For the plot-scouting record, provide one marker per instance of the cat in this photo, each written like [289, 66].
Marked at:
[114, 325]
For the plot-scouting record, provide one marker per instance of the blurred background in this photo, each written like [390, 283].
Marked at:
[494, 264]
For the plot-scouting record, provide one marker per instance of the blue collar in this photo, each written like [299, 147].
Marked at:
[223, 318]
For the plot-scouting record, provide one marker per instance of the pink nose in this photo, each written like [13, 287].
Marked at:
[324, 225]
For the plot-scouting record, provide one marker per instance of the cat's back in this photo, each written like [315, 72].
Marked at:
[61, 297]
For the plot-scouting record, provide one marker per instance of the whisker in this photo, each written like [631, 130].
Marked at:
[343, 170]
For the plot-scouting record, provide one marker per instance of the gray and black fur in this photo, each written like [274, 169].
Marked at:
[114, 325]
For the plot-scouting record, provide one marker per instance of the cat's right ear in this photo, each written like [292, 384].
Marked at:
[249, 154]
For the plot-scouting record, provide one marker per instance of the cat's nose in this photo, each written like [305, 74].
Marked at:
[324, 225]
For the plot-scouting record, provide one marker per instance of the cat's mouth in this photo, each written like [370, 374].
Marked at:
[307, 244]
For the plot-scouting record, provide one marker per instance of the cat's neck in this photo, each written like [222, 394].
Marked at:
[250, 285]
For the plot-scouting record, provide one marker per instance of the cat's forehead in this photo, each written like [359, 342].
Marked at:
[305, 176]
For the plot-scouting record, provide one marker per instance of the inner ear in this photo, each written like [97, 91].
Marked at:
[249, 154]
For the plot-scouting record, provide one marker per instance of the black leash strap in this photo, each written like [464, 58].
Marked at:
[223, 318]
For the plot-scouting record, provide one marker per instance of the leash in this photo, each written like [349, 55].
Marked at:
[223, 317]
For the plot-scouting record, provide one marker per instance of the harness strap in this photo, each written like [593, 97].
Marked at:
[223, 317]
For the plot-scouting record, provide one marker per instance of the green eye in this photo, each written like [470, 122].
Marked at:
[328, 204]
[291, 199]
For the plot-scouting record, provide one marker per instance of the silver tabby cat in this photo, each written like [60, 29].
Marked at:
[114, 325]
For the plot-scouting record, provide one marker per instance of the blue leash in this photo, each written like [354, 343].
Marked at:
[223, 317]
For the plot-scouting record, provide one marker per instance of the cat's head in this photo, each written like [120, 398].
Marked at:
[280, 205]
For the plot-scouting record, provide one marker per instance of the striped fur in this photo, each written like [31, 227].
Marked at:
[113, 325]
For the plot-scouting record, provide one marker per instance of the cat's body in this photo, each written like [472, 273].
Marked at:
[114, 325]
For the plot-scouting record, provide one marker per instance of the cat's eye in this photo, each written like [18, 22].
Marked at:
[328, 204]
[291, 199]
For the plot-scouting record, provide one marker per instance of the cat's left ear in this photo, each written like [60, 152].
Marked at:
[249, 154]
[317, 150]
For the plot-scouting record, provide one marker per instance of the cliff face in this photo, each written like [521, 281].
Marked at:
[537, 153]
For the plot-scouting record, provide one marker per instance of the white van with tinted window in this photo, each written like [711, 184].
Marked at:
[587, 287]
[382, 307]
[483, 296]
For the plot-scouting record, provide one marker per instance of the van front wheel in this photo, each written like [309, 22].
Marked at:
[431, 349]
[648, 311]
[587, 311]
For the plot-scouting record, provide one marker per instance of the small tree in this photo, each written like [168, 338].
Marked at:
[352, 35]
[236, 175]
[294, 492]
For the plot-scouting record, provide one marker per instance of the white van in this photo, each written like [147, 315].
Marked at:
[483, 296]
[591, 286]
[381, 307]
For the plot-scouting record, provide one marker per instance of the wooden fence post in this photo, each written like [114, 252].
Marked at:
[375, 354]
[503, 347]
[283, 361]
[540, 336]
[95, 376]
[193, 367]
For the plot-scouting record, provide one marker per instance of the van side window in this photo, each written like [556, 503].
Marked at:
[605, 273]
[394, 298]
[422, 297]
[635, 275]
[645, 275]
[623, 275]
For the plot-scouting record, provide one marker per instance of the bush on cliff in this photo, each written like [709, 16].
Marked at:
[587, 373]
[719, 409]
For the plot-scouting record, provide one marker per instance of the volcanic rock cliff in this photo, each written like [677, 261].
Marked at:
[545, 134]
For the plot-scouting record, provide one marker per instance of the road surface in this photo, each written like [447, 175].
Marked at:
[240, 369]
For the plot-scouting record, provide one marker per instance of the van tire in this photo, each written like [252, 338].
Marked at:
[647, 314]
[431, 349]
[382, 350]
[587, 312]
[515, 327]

=== Aim of the exercise ===
Exactly and only the lines from the one containing "like [711, 184]." through the end of the material are to be reproduced, both ends included.

=== Task output ===
For the plot-scouting record, provide one marker per instance of the white van with tinted window in this photo, each written like [711, 184].
Marked at:
[587, 287]
[382, 307]
[483, 296]
For the plot-scouting record, provide one marker per instance of the van front wheel in this photo, each written like [309, 22].
Marked at:
[431, 349]
[648, 311]
[587, 311]
For the plot-scouting record, provide one marker per instance of the small tree in this photo, each written like [168, 338].
Marked at:
[352, 35]
[236, 175]
[294, 492]
For the plot-scouting record, provide one marker per instance of the white van in this photo, each written like [147, 315].
Marked at:
[483, 296]
[591, 286]
[381, 307]
For the plot-scouting record, provide one marker per instance of the wooden fence post in this photo, each written like [114, 252].
Marked at:
[375, 354]
[503, 347]
[283, 361]
[540, 336]
[95, 376]
[193, 367]
For the plot-scouting record, provide one marker per instance of the van side window in this photo, each written like [556, 503].
Marked at:
[605, 273]
[394, 298]
[422, 297]
[635, 275]
[645, 275]
[623, 275]
For the plot-scouting record, provide one marker per instance of the bush on cliff in this photo, each written like [709, 16].
Marked at:
[587, 373]
[719, 409]
For the plot-scouting record, provide one marker per instance of the volcanic rock cliff in this photo, each written like [677, 261].
Marked at:
[545, 134]
For the plot-scouting record, provide one marker per instance of the road surface in this photo, each written like [447, 175].
Marked at:
[240, 369]
For the plot-scouting record, provide one marker per instance of the van tire in this photo, each written like [252, 338].
Marked at:
[647, 314]
[431, 349]
[382, 350]
[587, 312]
[515, 327]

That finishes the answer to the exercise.